[Records from a collection]
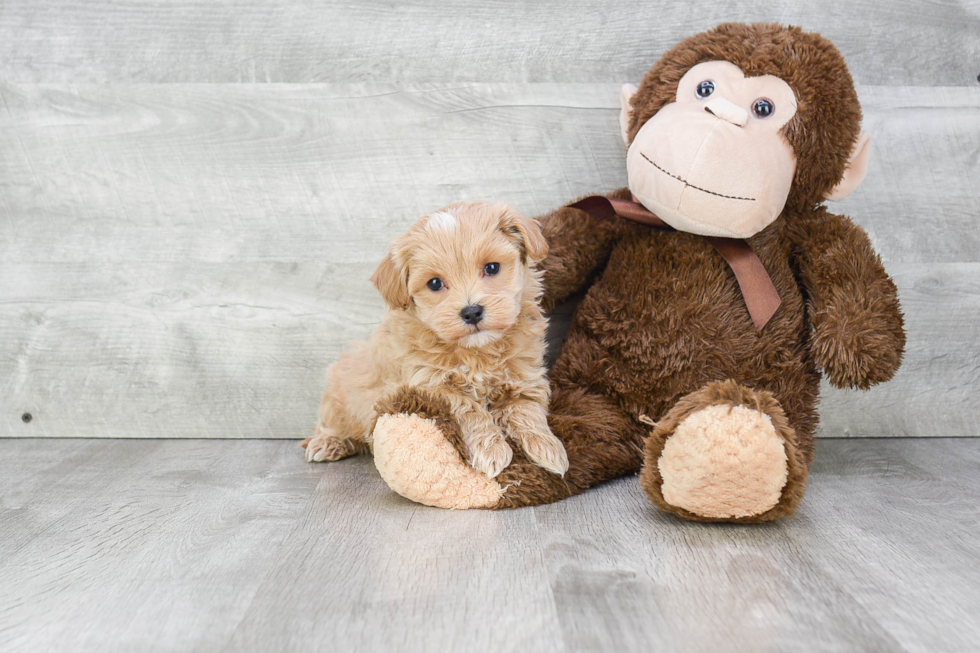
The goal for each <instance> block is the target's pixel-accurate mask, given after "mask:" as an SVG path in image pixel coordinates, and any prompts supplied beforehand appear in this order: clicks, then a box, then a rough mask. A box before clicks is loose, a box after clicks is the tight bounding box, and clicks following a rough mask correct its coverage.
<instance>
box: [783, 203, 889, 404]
mask: <svg viewBox="0 0 980 653" xmlns="http://www.w3.org/2000/svg"><path fill="white" fill-rule="evenodd" d="M807 223H808V224H807V225H806V227H807V228H806V229H805V232H806V233H805V235H804V238H803V239H802V240H801V244H800V247H801V249H800V258H799V260H800V276H801V280H802V282H803V286H804V288H805V290H806V293H807V296H808V301H809V312H810V321H811V322H812V323H813V327H814V338H813V353H814V357H815V358H816V362H817V364H818V365H819V366H820V367H822V368H823V369H824V370H825V371H826V373H827V376H828V377H829V379H830V382H831V383H832V384H833V385H835V386H837V387H838V388H845V387H855V388H861V389H862V390H867V389H868V388H870V387H871V386H873V385H875V384H876V383H881V382H882V381H887V380H888V379H890V378H892V376H894V374H895V372H896V371H897V370H898V367H899V365H901V363H902V354H903V353H904V352H905V329H904V327H903V320H902V311H901V308H900V307H899V304H898V294H897V291H896V288H895V282H893V281H892V279H891V277H889V276H888V274H887V273H886V272H885V268H884V267H883V266H882V264H881V258H880V257H879V256H878V254H877V253H876V252H875V251H874V249H873V248H872V247H871V241H870V240H869V239H868V235H867V234H866V233H865V232H864V230H863V229H861V228H860V227H859V226H857V225H856V224H854V223H853V222H851V220H850V219H849V218H846V217H843V216H838V215H833V214H831V213H827V212H826V211H825V210H821V211H818V212H817V213H816V214H815V215H814V216H812V218H811V219H810V220H808V221H807Z"/></svg>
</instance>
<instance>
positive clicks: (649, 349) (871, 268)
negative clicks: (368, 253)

:: WHAT TO DO ::
Every entry above has to be repeated exactly, apart from its pictures.

:: ANSWER ::
The goal for each <instance> block is the target's pixel-accurate mask, given after "mask:" as an SVG path in image pixel coordinates, and any prompts supplied beforehand appear in this order: clicks, then a box, then a rough mask. A box before clicks is loose, a box after clicks is the tight bounding box, and clicks following a rough mask correct its coverage.
<instance>
box: [783, 203, 889, 404]
mask: <svg viewBox="0 0 980 653" xmlns="http://www.w3.org/2000/svg"><path fill="white" fill-rule="evenodd" d="M807 223H808V224H807V225H806V227H807V228H806V229H805V232H806V233H805V235H804V238H803V239H802V240H801V244H800V247H801V249H800V258H799V260H800V276H801V280H802V282H803V286H804V288H805V290H806V293H807V296H808V301H809V312H810V321H811V322H812V323H813V327H814V338H813V353H814V357H815V358H816V362H817V364H818V365H819V366H820V367H822V368H823V369H824V370H825V371H826V373H827V376H828V377H829V379H830V382H831V383H832V384H833V385H835V386H837V387H838V388H845V387H855V388H861V389H862V390H867V389H868V388H870V387H871V386H873V385H875V384H876V383H881V382H882V381H887V380H888V379H890V378H892V376H894V374H895V372H896V371H897V370H898V367H899V365H901V363H902V354H903V353H904V352H905V329H904V327H903V320H902V311H901V308H900V307H899V304H898V294H897V291H896V288H895V282H893V281H892V279H891V277H889V276H888V274H887V273H886V272H885V268H884V267H883V266H882V264H881V258H880V257H879V256H878V254H877V253H876V252H875V251H874V249H873V248H872V247H871V241H870V240H869V239H868V235H867V234H866V233H865V232H864V230H863V229H861V228H860V227H859V226H857V225H856V224H854V223H853V222H851V220H850V219H849V218H846V217H843V216H838V215H833V214H831V213H827V212H826V211H825V210H821V211H818V212H817V213H816V214H815V215H814V216H812V218H811V219H810V220H808V221H807Z"/></svg>
</instance>
<instance>
positive clicks: (649, 349) (871, 268)
negative clicks: (368, 253)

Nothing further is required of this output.